* [WORK TO DO]
(1) Gather every line of the listing that contains the word "player" and copy each one in full.
(2) Proceed with the discussion of impractical weapons by writing what follows its last comment.

* [PASSAGE SHOWN]
Begin

WARNING: Extremely NSFL - features a device built for self-harm.
spoiler
Back in the 1970s, a troubled but mechanically inclined youth built this macabre "weapon." It featured 8 short metal tubes affixed to a crude helmet. Each contained a shotgun shell. Each shell was then wired to an arc welder. At the flick of a switch, 8 shotgun shells activated simultaneously, aimed directly at the inventor's head. The kid really, really wanted to make sure he didn't survive this. So he built a device to shoot himself point-blank with 8 shotguns simultaneously.
I like how it has a spike on top so you can do a running headbutt if the gun misses
Hey, I'm not abiding by nunchuck slander. They were invented by okinawan peasants who were barred from owning weapons by their samurai occupiers, so they made all sorts of makeshift weapons instead, such as the nunchuck being derived from an agricultural flail. Is it the ideal weapon? No, but you had to use what you could when a samurai could legally kill a peasant without consequences
Honestly improvised peasant weapons go hard AF, a while ago I had this cool idea for a hammer/sickle symbol for the Hussites that's a crossed threshing flail and a straightened scythe (how peasants would rotate the blade 90 degrees to make a glaive). Maybe making the sign of the cross because of the Hussite's "heretical" Christian beliefs.
Pitchfork
Modern weaponry? FASCAM (Family of Scatterable Mines). Effectively a "minefield in a can" where each mine is launched from a tube that has a little computer brain in it that is supposed to have a timer that tells it to detonate after so many hours.
Good idea right? Forces can quickly drop some area denial minefields over square miles in a matter of hours instead of the days it took with with hand emplacing that will explode themselves instead of needing to be removed by hand. But with all the points of failure in computery devices... internal battery failure, failure to communicate between the brain box and the mines before deployment, the mine canisters getting really hot making the solder on the mines' circuit boards getting soft enough that things break loose when hitting the ground nothing about these things seems to be a "good idea."
Wind up having to manually proof minefields anyways AND you've got WAY less idea where the fucking things landed than with hand emplacements.
Oh... and the antipersonnel mines that are mixed in with the antivehicle/tank mines try to throw out trip wires when they are dropped. Making an already fucking terrible weapon that causes terrible situations even more terrible.
I don't know much about mines but with like gps and drones and shit, wouldn't mines that don't do anything until someone sets em off remotely work pretty good? You'd need a guy watching the mines for the right people to blow up pass by if they do but they pay people to watch monitors all the time anyway
My vote is for early chemical weapons (like the kind they pumped out via hoses) because the wind would change and they'd poison their own guys. A liability that big is it's own kind of stupid.
This goofy mall ninja shit
oh it's a little sharky
If it counts, my pick is railway artillery guns. They're super impractical and inaccurate, and extremely vulnerable to being attacked and disabled. They use way too many resources for the impact they have. But on the other hand I absolutely understand why they were built, because man has always wondered: "what if we just make the gun bigger?"
They seem fun
Gonna defend the nunchuks, they're basically just a flail, you can hit with a lot of force without feeling recoil through your hand because of the chain, and nunchuks have roughly the length of a shortstaff at full range, but foldable because it's segmented.

End

* [THE DATA]
Begin

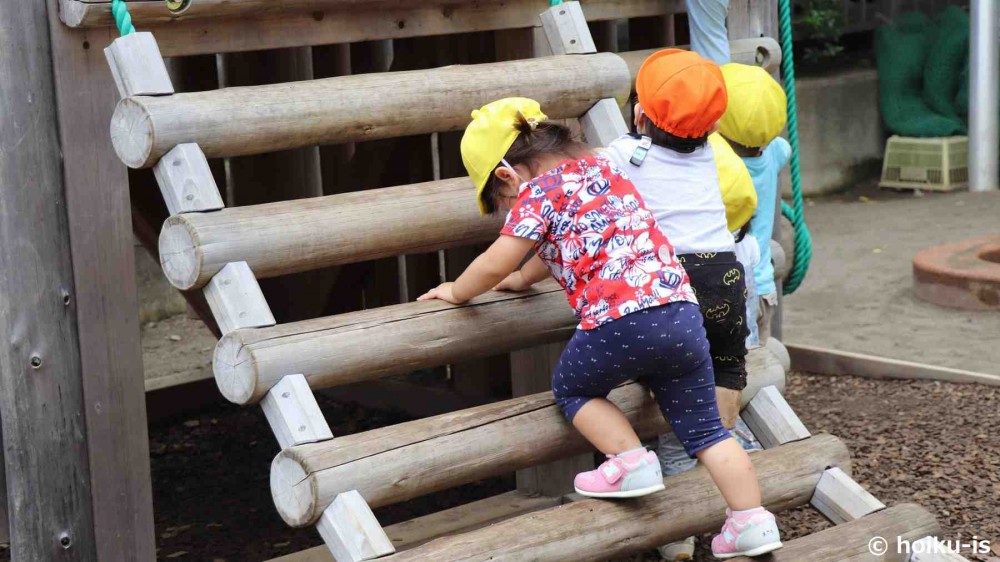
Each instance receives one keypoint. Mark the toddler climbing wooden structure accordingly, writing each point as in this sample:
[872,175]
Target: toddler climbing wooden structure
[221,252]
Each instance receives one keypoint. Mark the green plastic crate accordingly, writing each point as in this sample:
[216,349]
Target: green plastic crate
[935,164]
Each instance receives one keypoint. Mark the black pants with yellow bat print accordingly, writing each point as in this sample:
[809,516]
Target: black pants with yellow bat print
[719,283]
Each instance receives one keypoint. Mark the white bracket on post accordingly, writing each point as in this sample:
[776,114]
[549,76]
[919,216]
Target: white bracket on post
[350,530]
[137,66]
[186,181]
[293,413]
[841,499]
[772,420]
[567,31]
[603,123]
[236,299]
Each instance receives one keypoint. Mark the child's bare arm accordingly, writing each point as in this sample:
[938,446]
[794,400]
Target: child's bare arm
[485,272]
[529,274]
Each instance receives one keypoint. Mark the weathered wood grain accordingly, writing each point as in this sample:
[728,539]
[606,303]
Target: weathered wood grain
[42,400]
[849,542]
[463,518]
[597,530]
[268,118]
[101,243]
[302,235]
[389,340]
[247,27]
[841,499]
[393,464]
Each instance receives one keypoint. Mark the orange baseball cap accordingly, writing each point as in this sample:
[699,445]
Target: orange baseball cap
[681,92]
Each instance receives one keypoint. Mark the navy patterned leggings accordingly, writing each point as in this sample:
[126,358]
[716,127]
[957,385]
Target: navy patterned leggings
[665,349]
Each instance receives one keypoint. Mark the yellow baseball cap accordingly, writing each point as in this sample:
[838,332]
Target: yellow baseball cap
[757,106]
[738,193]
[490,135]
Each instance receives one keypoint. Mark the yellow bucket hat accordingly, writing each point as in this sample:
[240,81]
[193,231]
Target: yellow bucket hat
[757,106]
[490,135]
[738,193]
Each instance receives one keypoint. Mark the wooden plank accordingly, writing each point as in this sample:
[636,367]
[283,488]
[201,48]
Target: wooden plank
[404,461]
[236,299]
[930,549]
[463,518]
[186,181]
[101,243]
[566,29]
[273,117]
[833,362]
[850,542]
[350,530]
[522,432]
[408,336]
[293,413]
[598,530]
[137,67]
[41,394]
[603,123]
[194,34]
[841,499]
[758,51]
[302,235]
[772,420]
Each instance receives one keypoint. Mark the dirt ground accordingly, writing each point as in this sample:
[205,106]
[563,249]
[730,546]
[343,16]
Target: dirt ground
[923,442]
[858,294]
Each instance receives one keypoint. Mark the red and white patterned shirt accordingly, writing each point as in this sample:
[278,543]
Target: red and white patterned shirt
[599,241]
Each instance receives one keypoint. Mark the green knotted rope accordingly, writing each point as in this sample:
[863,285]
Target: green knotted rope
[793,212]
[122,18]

End
Begin

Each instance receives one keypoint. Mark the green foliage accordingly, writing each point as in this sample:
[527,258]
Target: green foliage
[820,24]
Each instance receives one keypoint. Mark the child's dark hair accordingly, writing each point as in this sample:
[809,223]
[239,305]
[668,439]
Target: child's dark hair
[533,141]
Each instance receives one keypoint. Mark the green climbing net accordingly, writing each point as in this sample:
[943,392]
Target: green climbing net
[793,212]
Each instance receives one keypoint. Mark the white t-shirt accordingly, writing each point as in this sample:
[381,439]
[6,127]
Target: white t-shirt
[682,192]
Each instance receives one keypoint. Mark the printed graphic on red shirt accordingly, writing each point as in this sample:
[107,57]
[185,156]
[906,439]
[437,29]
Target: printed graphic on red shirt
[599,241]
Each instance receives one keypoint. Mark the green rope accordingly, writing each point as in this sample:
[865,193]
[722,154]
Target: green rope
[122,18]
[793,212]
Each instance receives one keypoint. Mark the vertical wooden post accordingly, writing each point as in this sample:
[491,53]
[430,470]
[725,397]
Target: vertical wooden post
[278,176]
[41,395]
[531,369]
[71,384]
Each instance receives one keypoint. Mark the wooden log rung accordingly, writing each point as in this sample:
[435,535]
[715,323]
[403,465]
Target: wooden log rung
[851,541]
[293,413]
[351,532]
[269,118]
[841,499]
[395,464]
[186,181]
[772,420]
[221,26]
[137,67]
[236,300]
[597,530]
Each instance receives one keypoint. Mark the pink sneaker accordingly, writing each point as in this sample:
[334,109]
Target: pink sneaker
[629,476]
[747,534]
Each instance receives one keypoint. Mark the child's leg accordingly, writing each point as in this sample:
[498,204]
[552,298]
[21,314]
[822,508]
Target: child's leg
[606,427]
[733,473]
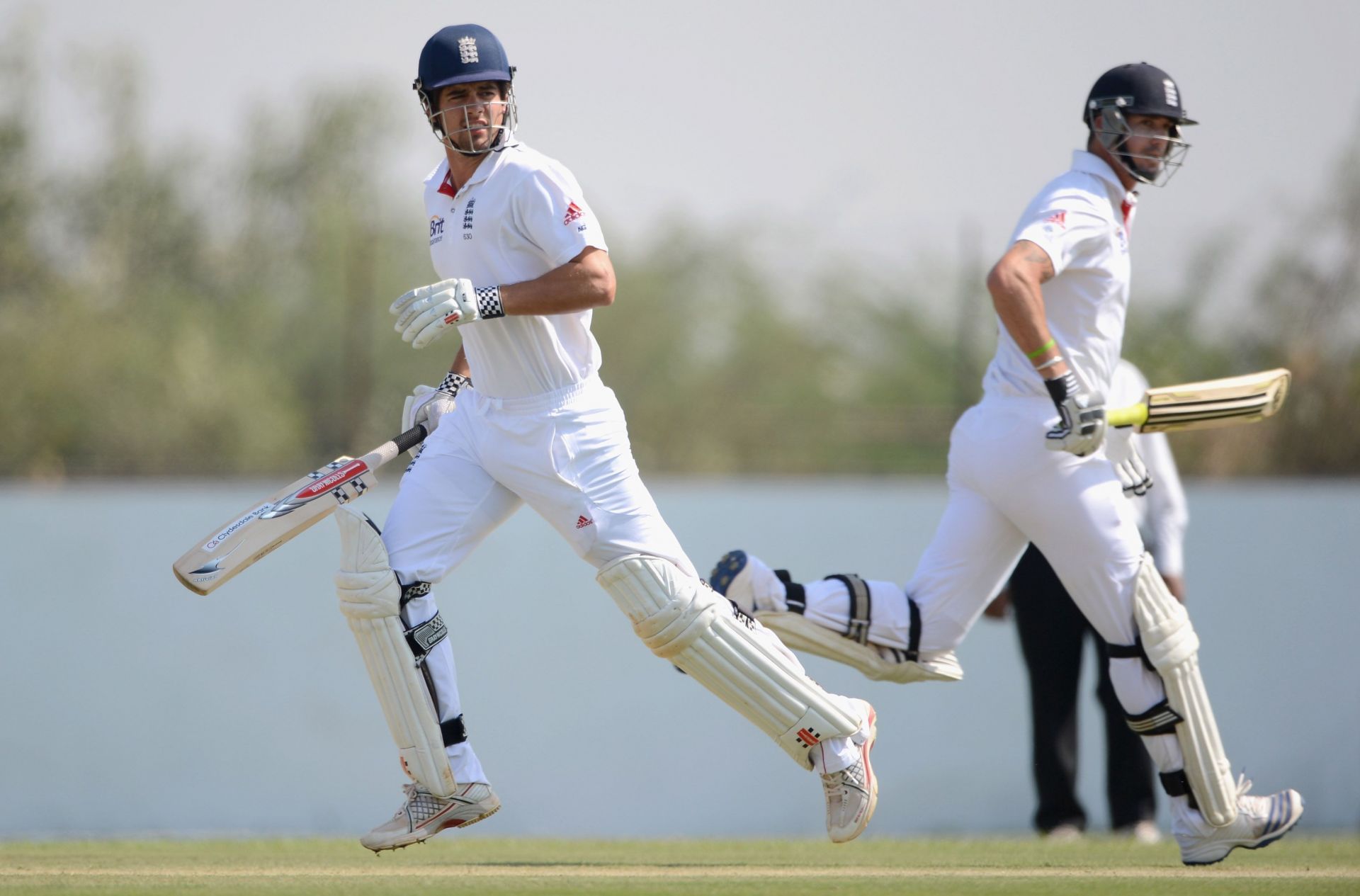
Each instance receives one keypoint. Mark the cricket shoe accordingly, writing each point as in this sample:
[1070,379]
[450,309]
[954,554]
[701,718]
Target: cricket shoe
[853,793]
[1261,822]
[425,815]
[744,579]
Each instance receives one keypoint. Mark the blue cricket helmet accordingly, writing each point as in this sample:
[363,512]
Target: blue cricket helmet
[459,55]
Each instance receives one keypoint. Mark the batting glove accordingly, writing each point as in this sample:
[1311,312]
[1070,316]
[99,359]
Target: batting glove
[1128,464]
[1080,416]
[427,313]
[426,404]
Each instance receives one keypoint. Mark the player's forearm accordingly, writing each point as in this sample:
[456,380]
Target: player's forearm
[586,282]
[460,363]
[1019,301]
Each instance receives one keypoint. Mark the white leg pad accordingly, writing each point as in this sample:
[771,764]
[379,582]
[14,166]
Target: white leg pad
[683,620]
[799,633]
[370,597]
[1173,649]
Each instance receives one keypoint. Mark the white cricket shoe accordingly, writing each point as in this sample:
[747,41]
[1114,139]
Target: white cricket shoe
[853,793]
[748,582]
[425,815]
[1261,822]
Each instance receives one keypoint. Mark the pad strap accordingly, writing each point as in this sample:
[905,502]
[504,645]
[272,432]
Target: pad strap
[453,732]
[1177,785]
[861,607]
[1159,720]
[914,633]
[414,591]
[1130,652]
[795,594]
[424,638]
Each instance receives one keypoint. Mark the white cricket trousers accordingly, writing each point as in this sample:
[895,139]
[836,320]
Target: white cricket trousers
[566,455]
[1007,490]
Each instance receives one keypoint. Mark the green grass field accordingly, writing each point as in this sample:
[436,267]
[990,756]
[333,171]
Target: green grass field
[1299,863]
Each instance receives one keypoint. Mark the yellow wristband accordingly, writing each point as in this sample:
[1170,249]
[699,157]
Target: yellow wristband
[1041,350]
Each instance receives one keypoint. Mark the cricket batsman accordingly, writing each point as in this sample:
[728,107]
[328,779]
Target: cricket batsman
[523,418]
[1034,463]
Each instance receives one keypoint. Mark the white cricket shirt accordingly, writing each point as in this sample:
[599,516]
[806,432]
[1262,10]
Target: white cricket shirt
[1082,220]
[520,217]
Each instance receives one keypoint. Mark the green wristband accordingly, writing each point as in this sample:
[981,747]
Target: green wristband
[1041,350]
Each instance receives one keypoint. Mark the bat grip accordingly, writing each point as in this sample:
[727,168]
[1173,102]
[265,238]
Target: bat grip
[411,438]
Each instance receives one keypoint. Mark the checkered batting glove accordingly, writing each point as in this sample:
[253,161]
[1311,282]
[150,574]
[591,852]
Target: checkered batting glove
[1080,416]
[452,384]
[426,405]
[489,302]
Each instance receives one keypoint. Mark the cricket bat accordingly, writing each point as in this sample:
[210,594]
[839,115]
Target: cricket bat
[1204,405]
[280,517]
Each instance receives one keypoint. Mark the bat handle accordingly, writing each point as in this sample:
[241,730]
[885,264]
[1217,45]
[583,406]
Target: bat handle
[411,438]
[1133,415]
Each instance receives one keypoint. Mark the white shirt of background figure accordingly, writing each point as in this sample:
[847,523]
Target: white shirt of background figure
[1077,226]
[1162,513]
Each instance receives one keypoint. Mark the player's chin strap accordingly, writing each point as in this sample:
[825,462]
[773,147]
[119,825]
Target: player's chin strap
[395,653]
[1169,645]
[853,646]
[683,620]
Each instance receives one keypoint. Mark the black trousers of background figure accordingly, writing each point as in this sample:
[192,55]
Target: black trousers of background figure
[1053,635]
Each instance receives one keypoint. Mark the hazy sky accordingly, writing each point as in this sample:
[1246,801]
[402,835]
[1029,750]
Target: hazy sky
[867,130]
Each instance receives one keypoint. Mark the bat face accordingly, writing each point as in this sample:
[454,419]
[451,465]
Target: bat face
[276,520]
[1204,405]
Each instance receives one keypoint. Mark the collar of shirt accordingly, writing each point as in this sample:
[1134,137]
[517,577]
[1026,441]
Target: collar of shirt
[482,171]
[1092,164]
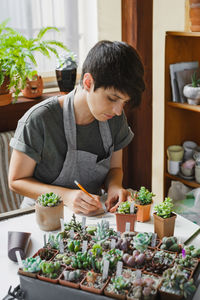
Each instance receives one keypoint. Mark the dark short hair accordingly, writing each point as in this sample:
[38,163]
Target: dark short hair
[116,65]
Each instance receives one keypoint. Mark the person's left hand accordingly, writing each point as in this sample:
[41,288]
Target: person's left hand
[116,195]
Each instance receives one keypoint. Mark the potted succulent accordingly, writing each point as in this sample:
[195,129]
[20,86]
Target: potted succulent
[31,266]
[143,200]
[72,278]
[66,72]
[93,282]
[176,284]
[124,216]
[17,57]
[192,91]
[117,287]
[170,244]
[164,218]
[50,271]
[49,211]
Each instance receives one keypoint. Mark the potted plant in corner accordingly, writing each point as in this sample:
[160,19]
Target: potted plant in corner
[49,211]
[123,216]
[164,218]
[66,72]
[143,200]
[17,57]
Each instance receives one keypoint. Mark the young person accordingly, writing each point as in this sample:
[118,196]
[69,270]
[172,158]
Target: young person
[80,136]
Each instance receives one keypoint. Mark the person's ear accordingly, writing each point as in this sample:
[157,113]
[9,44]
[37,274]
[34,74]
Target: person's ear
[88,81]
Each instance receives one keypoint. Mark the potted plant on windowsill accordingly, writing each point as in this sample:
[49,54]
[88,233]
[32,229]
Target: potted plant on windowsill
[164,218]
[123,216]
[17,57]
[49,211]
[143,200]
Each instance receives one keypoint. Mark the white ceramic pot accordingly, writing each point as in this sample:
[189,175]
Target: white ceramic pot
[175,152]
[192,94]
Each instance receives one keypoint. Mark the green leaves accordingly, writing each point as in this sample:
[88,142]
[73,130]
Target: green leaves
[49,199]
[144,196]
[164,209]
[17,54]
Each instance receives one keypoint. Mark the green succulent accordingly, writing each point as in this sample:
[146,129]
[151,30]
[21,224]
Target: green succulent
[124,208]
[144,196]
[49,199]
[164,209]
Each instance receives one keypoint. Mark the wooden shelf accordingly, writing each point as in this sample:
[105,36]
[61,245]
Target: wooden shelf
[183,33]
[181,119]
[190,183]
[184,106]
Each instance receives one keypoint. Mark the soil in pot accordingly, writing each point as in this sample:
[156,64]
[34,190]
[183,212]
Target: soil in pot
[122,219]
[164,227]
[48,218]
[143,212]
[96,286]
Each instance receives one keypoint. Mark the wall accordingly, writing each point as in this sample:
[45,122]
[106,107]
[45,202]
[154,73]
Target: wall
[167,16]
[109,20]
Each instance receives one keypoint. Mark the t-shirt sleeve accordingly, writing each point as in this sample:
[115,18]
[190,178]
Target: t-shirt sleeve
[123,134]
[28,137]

End

* [RESULTS IN ORDER]
(1)
Each instance receives one keypoint. Mark the player's forearm accordingly, writing each point as in this sample:
Target: player's forearm
Each instance receives one keypoint. Mark the player's chin strap accordingly, writing each point as in this sample:
Target: player's chin strap

(2)
If you actually wanted to fuck somebody up with nunckuks, there's no need for the elaborate moves they do in exhibition nunchuk competitions, you would just swing that shit at full extension towards somebody's head or legs. And, as somebody who has dicked around with practice nunchuks for fun, it's not hard to avoid hitting yourself if you keep it simple, follow Dusty Rhodes' rule "do not do shit you do not know how to do."
I'll recommend checking out a youtube called "Jesse Enkamp" who's a karate guy and explains the history of it in one of his videos, if anyone is interested. (this is not an endorsement of their other content, which I have not viewed or vetted)
EDIT: to answer the question, those self-defense spike things. Like yes you could hurt a person with them, but practically a crenelated flashlight does the same shit, but is also a flashlight, making it more practical and less embarrassing to carry with you.
Flails also suck and weren't really used that much historically if at all
(this is not an endorsement of their other content, which I have not viewed or vetted)
He's sensationalist and a bit unscrupulous.
He visited Steven seagal and validated his obviously fraudulent martial arts record. He's also argued that Mike Tyson uses karate.
He does have great knowledge of the history of karate tho.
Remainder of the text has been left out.